Task requirements:
Could you output each line of the data that follows exactly?

--- START Records supplied ---

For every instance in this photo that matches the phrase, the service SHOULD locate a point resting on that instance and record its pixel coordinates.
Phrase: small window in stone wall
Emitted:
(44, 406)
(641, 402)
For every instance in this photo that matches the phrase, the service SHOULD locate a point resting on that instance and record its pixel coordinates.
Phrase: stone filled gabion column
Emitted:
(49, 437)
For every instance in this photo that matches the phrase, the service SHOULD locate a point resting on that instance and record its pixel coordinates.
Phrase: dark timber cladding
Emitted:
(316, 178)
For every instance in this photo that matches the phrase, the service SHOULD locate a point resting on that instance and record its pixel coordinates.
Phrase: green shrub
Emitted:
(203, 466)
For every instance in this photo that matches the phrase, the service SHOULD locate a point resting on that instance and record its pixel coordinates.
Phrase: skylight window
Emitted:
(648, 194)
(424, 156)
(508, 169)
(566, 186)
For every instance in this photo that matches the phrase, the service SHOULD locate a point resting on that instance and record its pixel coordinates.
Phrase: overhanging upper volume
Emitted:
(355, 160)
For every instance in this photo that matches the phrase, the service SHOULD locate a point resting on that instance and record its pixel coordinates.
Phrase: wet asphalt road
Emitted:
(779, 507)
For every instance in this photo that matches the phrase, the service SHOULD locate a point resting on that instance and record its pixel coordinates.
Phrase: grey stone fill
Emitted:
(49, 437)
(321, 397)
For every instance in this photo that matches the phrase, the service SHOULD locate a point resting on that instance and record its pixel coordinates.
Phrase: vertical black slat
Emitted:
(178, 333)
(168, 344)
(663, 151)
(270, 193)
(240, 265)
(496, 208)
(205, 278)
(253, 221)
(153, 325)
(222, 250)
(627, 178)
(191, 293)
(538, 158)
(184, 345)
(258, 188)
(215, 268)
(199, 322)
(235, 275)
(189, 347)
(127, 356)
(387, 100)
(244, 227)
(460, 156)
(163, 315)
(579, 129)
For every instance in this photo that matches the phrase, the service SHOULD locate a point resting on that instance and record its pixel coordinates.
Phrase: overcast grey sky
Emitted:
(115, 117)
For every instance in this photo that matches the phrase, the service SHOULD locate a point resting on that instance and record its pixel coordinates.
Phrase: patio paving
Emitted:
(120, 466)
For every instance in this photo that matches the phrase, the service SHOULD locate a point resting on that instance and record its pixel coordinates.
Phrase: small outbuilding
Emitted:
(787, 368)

--- END Records supplied ---

Output of the exercise:
For every instance in this photo that matches the phrase, the service SHOULD locate a point resting on that instance and record its pixel coordinates.
Phrase: small window in stone wall
Emitted:
(44, 406)
(641, 402)
For every instance in this photo that matches the phrase, the service SHOULD locate a point resting on that instance and record its pixel coordinates.
Phrase: stone filled gabion column
Emitted:
(49, 437)
For every instance in this photo that matches the phrase, the service SHOULD locate a point resting on that instance and record its pixel coordinates.
Phrase: dark timber cladding
Emitted:
(316, 178)
For every instance in this photo that matches the phrase, the service SHOULD locate a point resting on that instance and record its pixel coordinates.
Phrase: green shrub
Emitted:
(203, 466)
For every instance in this photo that matches the phrase, the service SHOULD locate a point resting on that instance and record its pixel coordinates.
Phrase: skylight window
Emitted:
(648, 194)
(424, 156)
(508, 169)
(566, 186)
For every instance in this photo that matches the phrase, the service SHOULD locate a point resting on that instance and record its pixel coordinates.
Phrase: overhanging upper volume
Emitted:
(355, 160)
For every instance in this photo that matches the phrase, the service SHOULD locate a point resting on that instance and record its pixel coordinates.
Phrase: wet asphalt road
Emitted:
(779, 507)
For every instance in this photo that matches the phrase, the service SHOULD locate a point resting on that instance and record its pixel coordinates.
Phrase: grey stone fill
Emitted:
(49, 437)
(321, 397)
For every instance in this photo that matches the phrase, the service SHOULD locate a point resting on that instance and record its pixel coordinates.
Phrase: vertical black slat
Emitted:
(178, 333)
(168, 344)
(663, 151)
(270, 193)
(240, 265)
(496, 208)
(205, 278)
(253, 221)
(153, 325)
(222, 250)
(627, 178)
(191, 293)
(538, 158)
(184, 345)
(258, 188)
(215, 268)
(199, 322)
(235, 275)
(189, 347)
(127, 356)
(387, 100)
(244, 227)
(460, 156)
(163, 315)
(579, 129)
For every instance in this photo that matches the phrase, the service SHOULD locate a point resting on that instance and record its pixel coordinates.
Phrase: overcast grey sky
Emitted:
(115, 117)
For every instance in this photo that matches the phrase, the service SHOULD locate a point resting on that instance and record its pixel coordinates.
Phrase: patio paving
Emitted:
(120, 466)
For every instance in this photo that matches the phrase, the service SHOULD locate a point resting on that instance and record its pixel coordinates.
Phrase: small outbuilding
Emitted:
(787, 368)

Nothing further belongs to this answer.